╔══
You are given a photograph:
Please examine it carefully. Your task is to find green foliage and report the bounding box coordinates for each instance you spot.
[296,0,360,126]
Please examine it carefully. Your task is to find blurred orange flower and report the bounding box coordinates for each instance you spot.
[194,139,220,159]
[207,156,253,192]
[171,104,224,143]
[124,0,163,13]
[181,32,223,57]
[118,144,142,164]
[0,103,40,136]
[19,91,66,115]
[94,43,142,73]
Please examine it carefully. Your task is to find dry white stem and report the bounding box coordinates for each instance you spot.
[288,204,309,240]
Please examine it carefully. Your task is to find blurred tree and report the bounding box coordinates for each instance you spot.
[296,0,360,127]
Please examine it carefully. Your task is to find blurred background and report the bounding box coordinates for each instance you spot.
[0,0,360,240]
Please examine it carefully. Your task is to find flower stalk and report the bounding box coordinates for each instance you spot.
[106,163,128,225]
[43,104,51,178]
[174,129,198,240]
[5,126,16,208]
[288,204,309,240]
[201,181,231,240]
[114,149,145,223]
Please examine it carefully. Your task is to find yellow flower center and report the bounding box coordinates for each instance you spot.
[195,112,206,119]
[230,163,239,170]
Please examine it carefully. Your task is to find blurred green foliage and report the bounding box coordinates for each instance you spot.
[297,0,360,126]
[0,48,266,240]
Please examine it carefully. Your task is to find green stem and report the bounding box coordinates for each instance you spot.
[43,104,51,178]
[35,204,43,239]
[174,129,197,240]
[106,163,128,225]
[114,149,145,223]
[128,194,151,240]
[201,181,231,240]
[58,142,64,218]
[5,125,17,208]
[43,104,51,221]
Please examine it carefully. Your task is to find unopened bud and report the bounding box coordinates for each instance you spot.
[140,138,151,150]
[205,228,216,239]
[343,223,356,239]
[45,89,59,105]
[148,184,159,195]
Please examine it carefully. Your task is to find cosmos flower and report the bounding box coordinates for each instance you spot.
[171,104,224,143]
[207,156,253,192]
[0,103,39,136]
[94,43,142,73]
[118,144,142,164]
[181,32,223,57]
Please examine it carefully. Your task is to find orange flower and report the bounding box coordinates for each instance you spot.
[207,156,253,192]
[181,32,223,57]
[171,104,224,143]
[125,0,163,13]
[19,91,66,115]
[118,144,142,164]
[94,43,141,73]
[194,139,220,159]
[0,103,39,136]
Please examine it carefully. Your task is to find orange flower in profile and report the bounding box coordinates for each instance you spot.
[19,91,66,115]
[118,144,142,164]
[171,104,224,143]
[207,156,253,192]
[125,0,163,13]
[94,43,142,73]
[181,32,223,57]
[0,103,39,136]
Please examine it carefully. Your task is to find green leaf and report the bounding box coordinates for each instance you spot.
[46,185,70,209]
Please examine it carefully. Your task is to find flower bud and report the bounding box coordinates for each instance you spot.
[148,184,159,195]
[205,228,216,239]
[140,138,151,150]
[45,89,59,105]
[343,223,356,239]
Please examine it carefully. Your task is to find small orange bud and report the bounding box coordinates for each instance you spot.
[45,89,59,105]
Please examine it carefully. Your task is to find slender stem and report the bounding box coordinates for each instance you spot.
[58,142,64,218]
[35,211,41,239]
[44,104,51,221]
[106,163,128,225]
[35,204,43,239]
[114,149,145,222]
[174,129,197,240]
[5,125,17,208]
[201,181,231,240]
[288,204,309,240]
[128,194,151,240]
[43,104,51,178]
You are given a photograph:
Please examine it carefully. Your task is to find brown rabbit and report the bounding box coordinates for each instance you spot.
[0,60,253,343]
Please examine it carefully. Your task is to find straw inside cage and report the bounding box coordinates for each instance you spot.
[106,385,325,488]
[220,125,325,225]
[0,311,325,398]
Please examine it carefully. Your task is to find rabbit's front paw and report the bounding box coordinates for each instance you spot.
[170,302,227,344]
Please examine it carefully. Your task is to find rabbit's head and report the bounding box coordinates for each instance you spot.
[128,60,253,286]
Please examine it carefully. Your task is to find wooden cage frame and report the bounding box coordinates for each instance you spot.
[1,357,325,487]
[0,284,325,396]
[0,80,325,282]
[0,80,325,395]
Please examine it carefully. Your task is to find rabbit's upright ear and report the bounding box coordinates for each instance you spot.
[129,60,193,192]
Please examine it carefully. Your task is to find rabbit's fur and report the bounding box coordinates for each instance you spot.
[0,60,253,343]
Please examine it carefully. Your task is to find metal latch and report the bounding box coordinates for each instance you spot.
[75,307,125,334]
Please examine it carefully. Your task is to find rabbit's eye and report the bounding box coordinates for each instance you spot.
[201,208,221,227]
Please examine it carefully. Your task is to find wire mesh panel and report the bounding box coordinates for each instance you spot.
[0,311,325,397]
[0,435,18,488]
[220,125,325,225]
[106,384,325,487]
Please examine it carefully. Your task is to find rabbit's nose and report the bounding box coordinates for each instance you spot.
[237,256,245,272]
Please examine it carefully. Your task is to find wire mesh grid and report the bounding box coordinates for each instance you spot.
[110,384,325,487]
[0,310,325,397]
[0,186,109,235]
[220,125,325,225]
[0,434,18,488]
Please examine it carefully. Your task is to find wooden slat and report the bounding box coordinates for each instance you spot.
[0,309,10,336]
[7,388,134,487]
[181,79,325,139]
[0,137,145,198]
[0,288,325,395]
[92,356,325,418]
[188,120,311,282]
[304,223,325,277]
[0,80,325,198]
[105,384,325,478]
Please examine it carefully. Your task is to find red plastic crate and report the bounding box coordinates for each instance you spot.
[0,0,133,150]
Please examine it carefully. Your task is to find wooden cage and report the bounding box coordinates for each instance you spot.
╚══
What you have to do:
Write out the listing above word for word, from its first line through the line with "[0,0,360,240]", and include both of those lines.

Response to the exercise:
You are given a photograph:
Please examine it carefully. Your task is to find green foliage and report the bounding box coordinates for each instance you spot.
[296,0,360,126]
Please examine it carefully. Your task is to find blurred orange flower and report the bounding box coordinates for each instance you spot.
[194,139,220,159]
[207,156,253,192]
[171,104,224,143]
[124,0,163,13]
[181,32,223,57]
[118,144,142,164]
[0,103,40,136]
[19,91,66,115]
[94,43,142,73]
Please examine it carefully. Your task is to find dry white stem and report the bounding box coordinates for each instance you spot.
[288,204,309,240]
Please examine it carefully. Your task is to find blurred tree and report the bounding box coordinates for each instance you spot.
[296,0,360,127]
Please examine it carefully. Your task is to find blurred background and report the bounding box coordinates for each instance you spot.
[0,0,360,240]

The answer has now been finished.